Retype the records in full, exactly as they stand.

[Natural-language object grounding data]
********************

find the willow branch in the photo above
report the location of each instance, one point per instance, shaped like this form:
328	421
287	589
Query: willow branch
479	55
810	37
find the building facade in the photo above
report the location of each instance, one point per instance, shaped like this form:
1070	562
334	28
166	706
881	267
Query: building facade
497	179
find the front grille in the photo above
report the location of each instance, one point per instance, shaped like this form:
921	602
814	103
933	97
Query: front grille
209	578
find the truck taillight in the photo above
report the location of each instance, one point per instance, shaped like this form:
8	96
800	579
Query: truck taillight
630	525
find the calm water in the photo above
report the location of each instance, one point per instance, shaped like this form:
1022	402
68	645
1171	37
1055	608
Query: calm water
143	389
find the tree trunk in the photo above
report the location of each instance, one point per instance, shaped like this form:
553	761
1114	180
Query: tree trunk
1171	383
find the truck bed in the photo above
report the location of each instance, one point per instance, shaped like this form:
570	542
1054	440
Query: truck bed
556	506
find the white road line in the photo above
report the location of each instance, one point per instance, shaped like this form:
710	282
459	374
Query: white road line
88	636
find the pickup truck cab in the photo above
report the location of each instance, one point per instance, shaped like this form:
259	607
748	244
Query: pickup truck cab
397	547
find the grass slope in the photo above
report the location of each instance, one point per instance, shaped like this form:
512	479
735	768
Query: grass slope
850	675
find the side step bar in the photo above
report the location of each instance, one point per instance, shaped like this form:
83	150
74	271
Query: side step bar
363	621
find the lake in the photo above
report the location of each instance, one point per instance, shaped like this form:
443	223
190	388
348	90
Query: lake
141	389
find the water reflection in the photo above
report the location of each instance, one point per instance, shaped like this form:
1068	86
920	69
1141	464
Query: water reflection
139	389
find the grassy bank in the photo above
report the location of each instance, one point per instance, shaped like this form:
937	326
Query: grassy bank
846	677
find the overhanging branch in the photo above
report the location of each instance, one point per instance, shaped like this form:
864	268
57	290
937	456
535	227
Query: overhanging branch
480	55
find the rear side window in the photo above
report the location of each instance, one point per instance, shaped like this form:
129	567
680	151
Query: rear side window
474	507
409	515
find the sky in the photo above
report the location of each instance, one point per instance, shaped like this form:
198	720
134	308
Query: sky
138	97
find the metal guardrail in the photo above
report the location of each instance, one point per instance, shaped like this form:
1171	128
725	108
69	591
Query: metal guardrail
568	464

********************

• _Output for this task_
find the willow branch in the photo above
report the location of each instance, one point per instance, shaped like this form:
328	421
287	589
Query: willow branch
479	55
810	37
find the building facade in the photo above
report the location of each instance, one point per instance, shaped like this form:
1070	562
334	28
166	706
881	267
Query: building facade
497	179
find the front grille in the photo above
report the location of each instance, one point per instance, shaped like this form:
921	602
814	103
933	97
Query: front grille
209	578
find the truck taillight in the photo above
report the location of each instance, one point per instance, shaped like this form:
8	96
800	579
Query: truck taillight
630	525
find the calm water in the photo above
report the location of each instance, one point per instance, shaped like this form:
1022	402
68	645
1171	37
1055	608
Query: calm water
143	389
find the tree trunk in the photo above
report the location of each instance, one point per instance, shaped like this form:
553	761
1114	180
Query: tree trunk
1171	383
find the truck bed in the photo above
report the location of each instance, one point per instance, shaped like this form:
570	542
1054	440
Query: truck bed
556	506
find the white road line in the photo above
report the location of each instance, one point per instance, shaped like this form:
710	282
459	374
Query: white road line
88	636
find the pickup truck cab in the photo above
report the location of each instance, one point per instance, shaped like this form:
259	607
748	244
Query: pickup truck cab
397	547
find the grass slope in the photo above
report the location of each instance, one point per instance, shaped like this form:
512	479
735	768
Query: grass slope
850	675
find the side step bar in the photo above
report the location of each instance, one point per instance, shaped like this form:
83	150
74	271
Query: side step bar
363	621
find the lake in the photo above
report the location of each instance, one point per instance, shaped like this form:
443	223
190	388
348	90
Query: lake
141	389
find the water reflection in the photo above
report the location of each instance, one point per instance, shaped like this form:
1068	86
920	69
1141	464
Query: water reflection
139	389
find the grassy bank in the photo above
report the location of each instance, one point per instance, shaped like this form:
937	326
Query: grassy bank
846	677
find the overhanging branch in the photo above
report the location of each instance, one point per instance, shaped like this form:
864	268
57	290
937	456
535	227
Query: overhanging branch
480	55
find the rear side window in the photo above
report the location of each instance, one point per instance, shaped like this form:
129	567
680	151
Query: rear side window
474	507
409	515
find the sky in the photo above
report the location of each instance, one point per instance, shaped like this form:
198	720
134	308
Query: sky
138	97
find the metal guardrail in the photo above
report the location of each instance, one point per instance, shaped like this form:
1171	128
725	108
69	591
Query: metal guardrail
568	464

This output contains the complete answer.